[TAREFA PROPOSTA]
Dê sequência ao texto abaixo sobre o lançamento dos diários de Virginia Woolf, partindo da última frase apresentada.

Listão da Semana,
Os diários de Virginia Woolf e mais sete lançamentos
Uma seleção dos escritos de Woolf trazendo acontecimentos mundiais, tragédias íntimas e alívios cotidianos chega às livrarias
10dez2021 | Edição #52Quando tinha catorze anos, Virginia Woolf começou a escrever sistematicamente seus cadernos de diários. De 1897, ano em que morreu sua meia-irmã, a 1941, quando Woolf se suicidou, aos 59 anos, ela produziu 38 volumes de diários. Uma seleção dos escritos cobrindo todo esse período está sendo lançada no Brasil nesta semana. A escolha das entradas dos diários foi feita pela professora e pesquisadora Flora Sussekind e a tradução ficou a cargo da poeta Angélica Freitas. Nos textos, Virginia Woolf anota impressões sobre seus pares intelectuais, os acontecimentos mundiais que mudaram a história da humanidade, como a Primeira Guerra, suas tragédias íntimas e seus alívios cotidianos. Também nos diários, Woolf anota sobre seus processos de escrita e experimentos literários.

[DADOS REGISTRADOS]
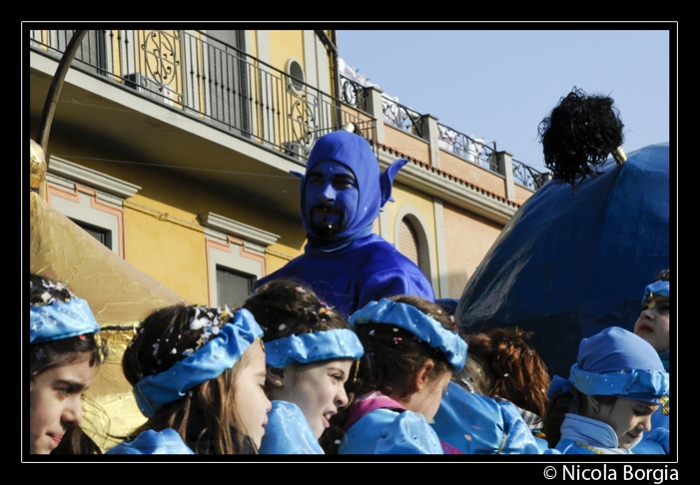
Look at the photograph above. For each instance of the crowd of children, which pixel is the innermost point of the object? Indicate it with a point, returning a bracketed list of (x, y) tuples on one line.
[(395, 378)]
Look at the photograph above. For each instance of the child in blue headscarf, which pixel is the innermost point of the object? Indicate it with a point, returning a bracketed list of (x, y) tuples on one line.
[(653, 326), (606, 404), (515, 381), (64, 354), (411, 352), (198, 375), (311, 351)]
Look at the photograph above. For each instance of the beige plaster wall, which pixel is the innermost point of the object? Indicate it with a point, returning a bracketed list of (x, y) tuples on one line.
[(468, 237)]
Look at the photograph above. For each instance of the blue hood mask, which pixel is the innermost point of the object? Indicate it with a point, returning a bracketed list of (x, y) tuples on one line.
[(374, 189)]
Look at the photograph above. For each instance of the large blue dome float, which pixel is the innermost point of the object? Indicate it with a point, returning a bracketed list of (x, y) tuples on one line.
[(570, 263)]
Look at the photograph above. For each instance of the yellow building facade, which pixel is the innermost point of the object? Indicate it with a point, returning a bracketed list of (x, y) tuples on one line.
[(174, 149)]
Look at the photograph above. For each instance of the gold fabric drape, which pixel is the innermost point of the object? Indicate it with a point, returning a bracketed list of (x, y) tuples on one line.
[(118, 294)]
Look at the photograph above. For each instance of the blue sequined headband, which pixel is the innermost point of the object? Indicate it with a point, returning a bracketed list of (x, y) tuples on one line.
[(418, 323), (657, 288), (313, 347), (206, 363), (60, 320), (616, 362)]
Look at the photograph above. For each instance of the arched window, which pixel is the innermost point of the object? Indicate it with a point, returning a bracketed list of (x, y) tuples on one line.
[(408, 241)]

[RESPOSTA ESPERADA]
Completam a seleção da semana a reedição do fotolivro Viagem pelo fantástico, de Boris Kossoy, acompanhada por um caderno de textos sobre a carreira do fotógrafo, uma análise de Jacques Rancière sobre histórias breves de Guimarães Rosa, a estreia na literatura do compositor pernambucano Otto, um romance afrofuturista de Fábio Kabral, uma nova tradução do Inferno de Dante, o primeiro livro de ficção da socióloga Cristina Meirelles e o primeiro livro para o público adulto do premiado autor de infantojuvenis Alexandre Rampazzo.
Viva o livro brasileiro!
Os diários de Virgínia Woolf: uma seleção (1897-1941). Virginia Woolf.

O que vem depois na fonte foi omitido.